Exercises to complete:
1) In the congestion pricing text, how much in loans are the tolls required by law to back?
2) Write a continuation of the congestion pricing text, starting right after its final sentence.

Midori Valdivia, a board member nominated by Adams, argued ahead of the vote that yellow taxi drivers have suffered over the last decade, and said they provide an essential service for the city.

“There is a case to be made for a deeply narrow exemption for taxis, I think the board should consider it,” Valdivia said.

Jamie Torres-Springer, the MTA's president of construction and development, said that years of delays to congestion pricing — which state lawmakers first approved in 2019 — have already required the agency to push back some major upgrades to the city's transit network, like adding more modern signal systems on the subway's A and C lines. The tolls are required by law to back $15 billion worth of loans, which accounts for nearly a third of the MTA's 2020-2024 construction program.

Location labeling lines:
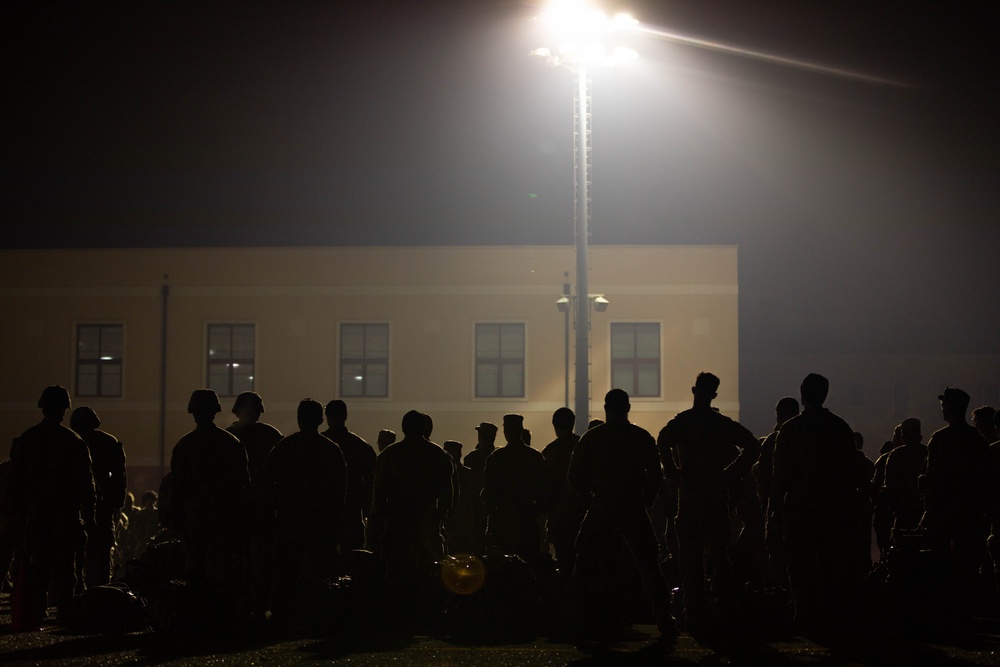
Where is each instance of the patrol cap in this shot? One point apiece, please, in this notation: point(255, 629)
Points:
point(488, 428)
point(706, 383)
point(414, 423)
point(336, 408)
point(310, 412)
point(563, 418)
point(514, 420)
point(955, 396)
point(453, 447)
point(247, 399)
point(204, 400)
point(54, 397)
point(84, 419)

Task-by-task results:
1) $15 billion

2)
“We’re working on strategy that could mitigate delays to other projects,” Torres-Springer told the MTA board. He warned that two federal lawsuits filed by lawmakers in New Jersey could further delay the launch of congestion pricing.

Mack, the only board member who voted against the tolls, justified his decision by saying he "wouldn't want to hurt Lower Manhattan."

"I'm just looking out for my fellow Americans," Mack added.

John Banks, a Traffic Mobility Review Board member who helped come up with the toll price recommendations, said he wasn't surprised by the concerns raised during Wednesday's meeting.

"If everyone is mad at you, you've done your job," Banks said.